• [Do this]: Could you quote every one of the records below word for word, leaving the pictures out?

• [Exercise input]:

--- Begin ---

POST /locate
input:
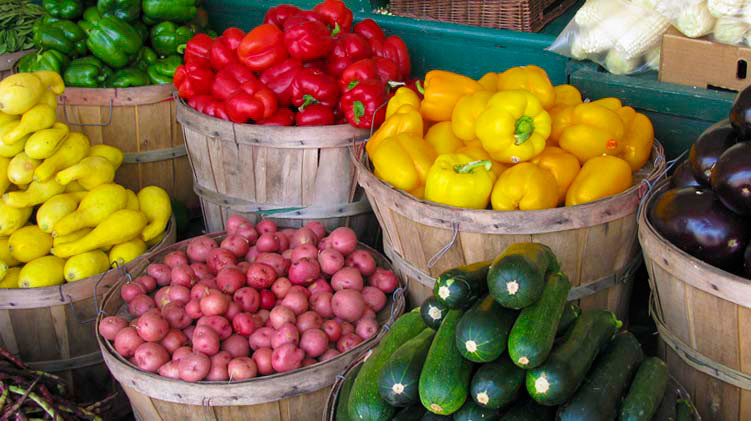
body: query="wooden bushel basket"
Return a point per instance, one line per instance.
(298, 395)
(289, 174)
(52, 328)
(703, 316)
(595, 243)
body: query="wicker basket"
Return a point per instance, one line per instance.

--- End ---

• [Solution for this problem]:
POST /locate
input:
body: query="wooden bushel basket"
Return a point per instance, one line per instance.
(298, 395)
(289, 174)
(52, 328)
(703, 316)
(595, 243)
body: query="wicker basket"
Return a point per instance, one line per instance.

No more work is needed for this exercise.